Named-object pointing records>
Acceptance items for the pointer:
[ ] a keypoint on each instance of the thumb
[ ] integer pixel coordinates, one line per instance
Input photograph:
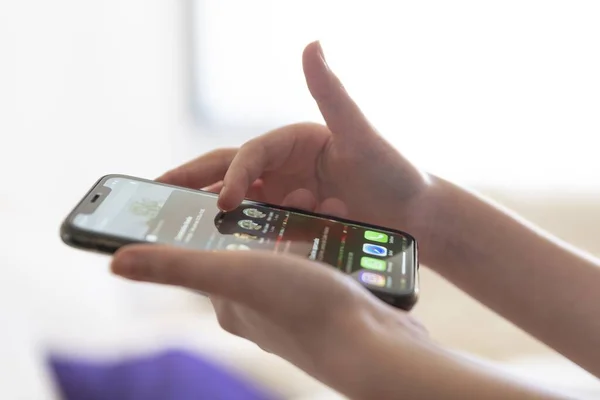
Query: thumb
(342, 115)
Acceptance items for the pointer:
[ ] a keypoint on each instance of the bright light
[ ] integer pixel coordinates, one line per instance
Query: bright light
(499, 93)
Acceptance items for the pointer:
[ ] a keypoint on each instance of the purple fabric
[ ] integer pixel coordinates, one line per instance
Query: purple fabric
(170, 375)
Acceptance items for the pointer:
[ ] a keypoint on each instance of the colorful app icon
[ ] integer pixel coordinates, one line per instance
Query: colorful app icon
(254, 213)
(374, 249)
(376, 236)
(249, 224)
(373, 263)
(373, 279)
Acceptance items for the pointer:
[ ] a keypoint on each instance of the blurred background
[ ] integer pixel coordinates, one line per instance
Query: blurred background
(500, 96)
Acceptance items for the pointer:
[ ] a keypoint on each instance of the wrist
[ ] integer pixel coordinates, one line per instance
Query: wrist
(424, 217)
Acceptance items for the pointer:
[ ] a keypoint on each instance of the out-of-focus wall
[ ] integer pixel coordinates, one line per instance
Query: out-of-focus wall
(86, 88)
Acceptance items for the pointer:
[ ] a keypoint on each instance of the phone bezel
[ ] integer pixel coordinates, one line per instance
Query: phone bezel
(83, 239)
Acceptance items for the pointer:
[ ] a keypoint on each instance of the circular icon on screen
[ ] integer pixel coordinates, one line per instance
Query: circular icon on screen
(244, 236)
(254, 213)
(249, 224)
(235, 246)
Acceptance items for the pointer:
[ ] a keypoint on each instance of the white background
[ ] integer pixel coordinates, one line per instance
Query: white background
(487, 93)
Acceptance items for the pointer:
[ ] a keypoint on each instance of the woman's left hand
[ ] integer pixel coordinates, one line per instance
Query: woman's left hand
(309, 313)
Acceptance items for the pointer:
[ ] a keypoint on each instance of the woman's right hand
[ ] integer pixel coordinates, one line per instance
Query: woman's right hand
(345, 168)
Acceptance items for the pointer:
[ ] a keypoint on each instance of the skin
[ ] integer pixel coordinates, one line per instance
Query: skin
(300, 310)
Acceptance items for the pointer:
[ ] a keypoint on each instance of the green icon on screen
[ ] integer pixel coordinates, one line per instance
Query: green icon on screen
(376, 236)
(373, 263)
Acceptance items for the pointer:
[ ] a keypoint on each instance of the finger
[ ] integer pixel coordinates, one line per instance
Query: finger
(254, 192)
(302, 199)
(252, 278)
(214, 188)
(342, 115)
(334, 207)
(267, 152)
(202, 171)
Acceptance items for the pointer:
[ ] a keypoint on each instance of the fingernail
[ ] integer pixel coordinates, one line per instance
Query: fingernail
(129, 266)
(322, 55)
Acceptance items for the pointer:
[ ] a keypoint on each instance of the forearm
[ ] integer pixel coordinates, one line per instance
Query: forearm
(527, 276)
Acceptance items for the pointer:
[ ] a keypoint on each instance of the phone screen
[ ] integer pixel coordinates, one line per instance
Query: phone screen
(139, 210)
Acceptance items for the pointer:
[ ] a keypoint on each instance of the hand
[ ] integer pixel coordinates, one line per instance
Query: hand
(310, 314)
(345, 168)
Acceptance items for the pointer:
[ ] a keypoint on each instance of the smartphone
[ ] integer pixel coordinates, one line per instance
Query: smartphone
(120, 210)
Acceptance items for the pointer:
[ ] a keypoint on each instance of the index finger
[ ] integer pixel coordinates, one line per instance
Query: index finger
(341, 113)
(203, 171)
(264, 153)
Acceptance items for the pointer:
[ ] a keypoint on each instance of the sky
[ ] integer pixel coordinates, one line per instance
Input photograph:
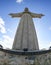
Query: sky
(8, 25)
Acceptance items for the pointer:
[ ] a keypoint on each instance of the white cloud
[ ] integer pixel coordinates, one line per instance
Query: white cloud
(2, 26)
(19, 1)
(6, 41)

Exercise requirements>
Make an exact copy of the data above, pictures excluded.

Solution for this problem>
Acceptance items for the pointer:
[ ] a keypoint on each instance of the thumb
[ ] integer pixel coordinates, one line per instance
Input photograph:
Query: thumb
(342, 115)
Acceptance items for the pointer:
[ ] a keypoint on each instance of the bright light
[ ] integer pixel coordinates, one line per instance
Query: bright light
(499, 93)
Acceptance items for the pointer:
[ ] a keypoint on each instance of the purple fabric
[ ] integer pixel coordinates, one line per instance
Query: purple fabric
(170, 375)
Acceptance items for the pointer:
[ ] a keypoint on each instance of the colorful app icon
[ ] integer pixel coordinates, one line per instance
Query: colorful app icon
(254, 213)
(374, 249)
(376, 236)
(249, 224)
(373, 263)
(373, 279)
Acceptance items for the pointer:
[ ] a keypoint on each instance of the blurred background
[ ] integer pixel coordinates, one line per instance
Query: blurred background
(500, 96)
Acceptance items for the pointer:
[ ] a keypoint on each instance of the wrist
[ ] integer pixel coordinates, one line per instance
Query: wrist
(424, 217)
Acceptance items for the pointer:
[ ] a keypoint on each instance of the out-of-focus wall
[ ] integer pixel coordinates, one line per instance
Query: out-of-focus wall
(86, 88)
Acceptance items for the pointer:
[ ] a keypoint on each instance of the phone bezel
[ ] integer pixel coordinates, one line per instance
Query: phone bezel
(83, 239)
Acceptance items for the pointer:
[ ] a keypoint on each instance of the circular icon on screen
[ ] integer pixel coordinates, one line per instance
Query: circular icon on screen
(244, 236)
(254, 213)
(249, 224)
(235, 246)
Acceptance items for the pointer:
[ ] a keypoint on each instance of the white background
[ ] integer pixel coordinates, one line per instance
Query: white background
(487, 93)
Acceptance items for the pointer:
[ ] a keypoint on each instance of the woman's left hand
[ ] integer pixel coordinates, one line per instance
Query: woman's left hand
(309, 313)
Acceptance items for the pointer:
[ ] a keypoint on each instance of the woman's right hand
[ ] integer pixel coordinates, one line per instance
Query: woman's right hand
(345, 168)
Acceptance items for the pointer:
[ ] a keypoint on each instance of the skin
[ ] integer pixel coordinates, one line per instance
Query: skin
(300, 310)
Acceptance items for the pointer:
[ ] a keypoint on each instance of the green icon on screen
[ ] integer pixel coordinates, one line per instance
Query: green icon on screen
(376, 236)
(373, 263)
Acceptance items for the pointer:
[ ] a keypoint on each instance of the finger
[ ] integer pixel coordinates, one line per instance
Query: finger
(254, 192)
(302, 199)
(252, 278)
(214, 188)
(342, 115)
(334, 207)
(267, 152)
(202, 171)
Acceptance items for the pointer:
[ ] a keypoint on each instance of the fingernail
[ ] integer pixel coordinates, one line per instance
Query: fingernail
(129, 266)
(322, 55)
Acceptance items for the pointer:
[ ] a keypoint on each instance of the forearm
[ ] integer pixel coordinates, one line per instance
Query: forearm
(527, 276)
Acceptance items for the pointer:
[ ] a keypoint on each instance of the phone screen
[ ] integer pixel coordinates, one line per instance
Query: phone screen
(139, 210)
Acceptance items for the pointer:
[ ] a keypoint on each instance of the hand
[ ] integer pixel coordinates, one line per instance
Query: hand
(310, 314)
(345, 168)
Acceptance items for the pointer:
[ ] a keypoint on each instance of the smartphone
[ ] integer pixel coordinates, one line per instance
Query: smartphone
(120, 210)
Acceptance items for the pointer:
[ ] a keypoint on each instance of the index finger
[ ] integer pixel coordinates, one line per instance
Query: index finger
(341, 113)
(203, 171)
(264, 153)
Acceptance items for the pointer:
[ ] a keypoint on each instance of the sky
[ ] integer pixel coordinates, one line per instance
Input photograph:
Query: sky
(8, 25)
Acceptance items for the pointer:
[ ] a keypoint on each instance of the white cloud
[ ] integer pixel coordinates, one line per instance
Query: white cloud
(2, 26)
(19, 1)
(6, 41)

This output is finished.